• **Given instruction 1**:
Repeat word for word the part of the passage on prose composition below, starting with "FIGURES OF SPEECH." and going on through "vexatiously subtle subdivisions.".

• **Article**:
[Begin]
Professor Bain was the first, so far as I am aware, to consider how far rules can be laid down for the perspicuous construction of paragraphs. Other writers on composition, such as Campbell, Lord Kames, Blair, and Whately, stop short with the sentence.

De Quincey, a close student of the art of composition, felt the importance of looking beyond the arrangement of the parts of a sentence, and philosophised in a desultory way concerning the bearing that one sentence should have upon another. "It is useless," he says, in one of his uncollected papers, "to judge of an artist until you have some principles in the art. The two capital secrets in the art of prose composition are these: Ist, The philosophy of transition and connection; 2dly, The way in which sentences are made to modify each other; for the most powerful effects in written eloquence arise out of this reverberation, as it were, from each other, in a rapid succession of sentences; and because some limitation is necessary to the length and complexity of sentences, in order to make this interdependency felt: hence it is that the Germans have no eloquence." These "two capital secrets" correspond very much with Professor Bain's two first rules of the paragraph.

I have examined at considerable length the paragraph arrangement of Macaulay. Very few writers in our language seem to have paid much attention to the construction of paragraphs. Macaulay is perhaps the most exemplary. Bacon and Temple, from their legal and diplomatic education, are much more methodical than the generality. Johnson is also entitled to praise. But none of them can be recommended as a model.

FIGURES OF SPEECH.

In most treatises on composition, the consideration of figurative language occupies a large space. Of the small portion of Aristotle's Rhetoric devoted to composition purely, it constitutes about one half. So in the works of Campbell, Kames, and Blair, particularly in Kames's 'Elements of Criticism,' the origin, nature, limits, minute divisions, the uses and the abuses of figures of speech, are examined and exemplified at great length. And yet these later writers profess to be much more concise than "the ancient critics and grammarians," and to have discarded many vexatiously subtle subdivisions.
[End]
• **Data in this exercise**:
[Begin]
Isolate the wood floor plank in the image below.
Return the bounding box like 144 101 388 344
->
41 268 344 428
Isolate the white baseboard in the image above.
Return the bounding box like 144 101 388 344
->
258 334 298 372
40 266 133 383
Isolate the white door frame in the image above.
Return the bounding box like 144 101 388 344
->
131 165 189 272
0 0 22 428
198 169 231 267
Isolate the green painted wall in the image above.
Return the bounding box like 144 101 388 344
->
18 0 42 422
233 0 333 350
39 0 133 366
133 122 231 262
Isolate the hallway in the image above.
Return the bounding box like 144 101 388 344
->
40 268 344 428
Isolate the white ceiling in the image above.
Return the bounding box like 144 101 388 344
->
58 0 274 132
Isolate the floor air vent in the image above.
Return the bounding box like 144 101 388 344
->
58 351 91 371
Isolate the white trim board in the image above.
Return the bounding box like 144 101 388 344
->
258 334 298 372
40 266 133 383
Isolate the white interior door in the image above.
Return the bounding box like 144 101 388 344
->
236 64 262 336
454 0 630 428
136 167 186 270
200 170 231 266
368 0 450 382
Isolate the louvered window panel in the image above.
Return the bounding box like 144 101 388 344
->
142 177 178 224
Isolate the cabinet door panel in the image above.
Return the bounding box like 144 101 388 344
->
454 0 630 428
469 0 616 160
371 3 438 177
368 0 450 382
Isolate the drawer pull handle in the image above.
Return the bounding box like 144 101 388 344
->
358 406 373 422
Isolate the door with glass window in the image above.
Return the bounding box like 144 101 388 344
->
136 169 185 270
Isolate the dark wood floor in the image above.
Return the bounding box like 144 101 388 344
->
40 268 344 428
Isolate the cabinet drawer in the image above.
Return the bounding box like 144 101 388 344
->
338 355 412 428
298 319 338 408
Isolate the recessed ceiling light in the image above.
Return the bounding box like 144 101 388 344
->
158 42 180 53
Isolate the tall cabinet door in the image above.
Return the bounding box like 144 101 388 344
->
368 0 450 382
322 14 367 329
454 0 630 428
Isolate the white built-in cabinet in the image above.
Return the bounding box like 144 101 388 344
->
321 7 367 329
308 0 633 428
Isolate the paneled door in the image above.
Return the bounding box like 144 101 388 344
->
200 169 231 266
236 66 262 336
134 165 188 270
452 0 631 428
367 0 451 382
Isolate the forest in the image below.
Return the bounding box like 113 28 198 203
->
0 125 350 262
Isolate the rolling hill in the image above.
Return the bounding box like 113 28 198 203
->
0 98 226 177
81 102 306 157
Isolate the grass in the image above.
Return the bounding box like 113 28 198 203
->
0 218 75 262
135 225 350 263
[End]
[Begin]
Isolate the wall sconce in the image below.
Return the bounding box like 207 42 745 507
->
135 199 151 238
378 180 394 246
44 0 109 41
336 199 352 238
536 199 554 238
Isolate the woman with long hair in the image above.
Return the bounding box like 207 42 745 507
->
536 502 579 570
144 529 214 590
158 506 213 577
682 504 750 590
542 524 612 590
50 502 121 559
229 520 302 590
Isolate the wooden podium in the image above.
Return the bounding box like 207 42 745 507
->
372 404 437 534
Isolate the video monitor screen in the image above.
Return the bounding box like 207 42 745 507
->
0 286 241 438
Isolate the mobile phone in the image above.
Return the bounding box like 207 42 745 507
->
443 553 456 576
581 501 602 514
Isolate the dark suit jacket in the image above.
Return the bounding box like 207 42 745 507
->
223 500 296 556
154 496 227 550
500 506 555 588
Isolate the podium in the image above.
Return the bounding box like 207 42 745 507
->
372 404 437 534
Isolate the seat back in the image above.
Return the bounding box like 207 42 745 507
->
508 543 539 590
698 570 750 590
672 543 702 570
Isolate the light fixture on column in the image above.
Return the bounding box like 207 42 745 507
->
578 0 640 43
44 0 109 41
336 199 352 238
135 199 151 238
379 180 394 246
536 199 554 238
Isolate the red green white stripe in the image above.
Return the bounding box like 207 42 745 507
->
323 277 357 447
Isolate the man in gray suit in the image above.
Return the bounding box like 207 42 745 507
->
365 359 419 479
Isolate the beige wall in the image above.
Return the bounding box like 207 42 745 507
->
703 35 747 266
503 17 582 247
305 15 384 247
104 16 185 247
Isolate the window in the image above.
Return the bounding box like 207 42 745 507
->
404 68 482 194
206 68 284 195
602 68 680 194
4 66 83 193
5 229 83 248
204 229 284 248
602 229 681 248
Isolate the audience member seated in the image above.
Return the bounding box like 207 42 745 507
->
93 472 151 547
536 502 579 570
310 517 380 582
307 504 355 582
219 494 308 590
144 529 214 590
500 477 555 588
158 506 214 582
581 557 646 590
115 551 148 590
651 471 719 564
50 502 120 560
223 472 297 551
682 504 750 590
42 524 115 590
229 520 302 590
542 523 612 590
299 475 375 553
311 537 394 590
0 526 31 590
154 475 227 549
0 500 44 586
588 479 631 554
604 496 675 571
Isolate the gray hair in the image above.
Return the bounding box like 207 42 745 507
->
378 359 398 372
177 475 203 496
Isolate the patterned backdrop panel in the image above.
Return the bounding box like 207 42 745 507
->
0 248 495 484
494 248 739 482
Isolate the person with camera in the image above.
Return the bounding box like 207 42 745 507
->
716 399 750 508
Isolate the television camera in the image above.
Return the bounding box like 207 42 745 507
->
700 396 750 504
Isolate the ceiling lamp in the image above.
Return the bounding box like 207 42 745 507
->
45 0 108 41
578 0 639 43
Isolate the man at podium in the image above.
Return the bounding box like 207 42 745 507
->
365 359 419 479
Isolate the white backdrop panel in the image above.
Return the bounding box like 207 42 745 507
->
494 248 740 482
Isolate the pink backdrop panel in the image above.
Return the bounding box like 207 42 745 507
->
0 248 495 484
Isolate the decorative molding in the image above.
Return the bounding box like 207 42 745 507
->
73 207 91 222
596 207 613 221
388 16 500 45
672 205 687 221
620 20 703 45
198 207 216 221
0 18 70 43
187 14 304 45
[End]
[Begin]
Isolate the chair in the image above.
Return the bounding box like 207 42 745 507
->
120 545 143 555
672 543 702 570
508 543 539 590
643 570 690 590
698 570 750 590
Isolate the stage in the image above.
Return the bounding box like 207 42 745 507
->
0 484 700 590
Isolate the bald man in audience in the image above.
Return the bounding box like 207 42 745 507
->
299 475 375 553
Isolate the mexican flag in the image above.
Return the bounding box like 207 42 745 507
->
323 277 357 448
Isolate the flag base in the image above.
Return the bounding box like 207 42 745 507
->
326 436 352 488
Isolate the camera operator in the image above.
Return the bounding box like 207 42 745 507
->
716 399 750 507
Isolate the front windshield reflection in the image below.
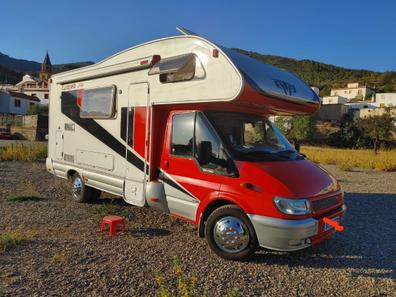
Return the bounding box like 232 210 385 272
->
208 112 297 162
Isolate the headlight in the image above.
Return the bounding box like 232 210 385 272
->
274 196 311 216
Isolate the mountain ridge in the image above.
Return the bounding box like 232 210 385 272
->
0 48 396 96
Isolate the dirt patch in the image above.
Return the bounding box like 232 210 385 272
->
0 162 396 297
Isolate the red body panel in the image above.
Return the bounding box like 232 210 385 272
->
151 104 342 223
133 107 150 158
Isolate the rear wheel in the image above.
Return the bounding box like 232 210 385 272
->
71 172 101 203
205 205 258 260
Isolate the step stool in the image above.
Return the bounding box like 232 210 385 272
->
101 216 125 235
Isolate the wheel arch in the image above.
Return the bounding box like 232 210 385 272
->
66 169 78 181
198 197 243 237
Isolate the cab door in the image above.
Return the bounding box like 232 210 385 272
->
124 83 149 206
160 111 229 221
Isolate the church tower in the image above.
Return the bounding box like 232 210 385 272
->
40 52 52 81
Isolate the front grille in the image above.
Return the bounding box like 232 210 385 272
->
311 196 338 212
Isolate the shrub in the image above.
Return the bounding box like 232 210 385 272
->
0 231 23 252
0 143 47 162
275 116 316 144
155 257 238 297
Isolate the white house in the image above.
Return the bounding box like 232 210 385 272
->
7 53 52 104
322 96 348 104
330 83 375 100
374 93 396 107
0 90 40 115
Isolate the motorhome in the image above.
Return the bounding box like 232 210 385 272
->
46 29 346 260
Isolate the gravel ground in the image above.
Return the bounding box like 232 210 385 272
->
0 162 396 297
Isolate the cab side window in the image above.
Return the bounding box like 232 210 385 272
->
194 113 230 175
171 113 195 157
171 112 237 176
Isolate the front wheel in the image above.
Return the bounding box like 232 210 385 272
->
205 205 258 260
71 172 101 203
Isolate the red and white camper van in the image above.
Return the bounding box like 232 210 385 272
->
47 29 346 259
[End]
• **Given instruction 2**:
Gather every line of the records above that contains the string "door", treating case as significant.

• **Task solution 1**:
FIGURES OF SPEECH.

In most treatises on composition, the consideration of figurative language occupies a large space. Of the small portion of Aristotle's Rhetoric devoted to composition purely, it constitutes about one half. So in the works of Campbell, Kames, and Blair, particularly in Kames's 'Elements of Criticism,' the origin, nature, limits, minute divisions, the uses and the abuses of figures of speech, are examined and exemplified at great length. And yet these later writers profess to be much more concise than "the ancient critics and grammarians," and to have discarded many vexatiously subtle subdivisions.

• **Task solution 2**:
Isolate the white door frame in the image above.
Isolate the white interior door in the image above.
Isolate the cabinet door panel in the image above.
Isolate the door with glass window in the image above.
Isolate the tall cabinet door in the image above.
Isolate the paneled door in the image above.
Isolate the cab door in the image above.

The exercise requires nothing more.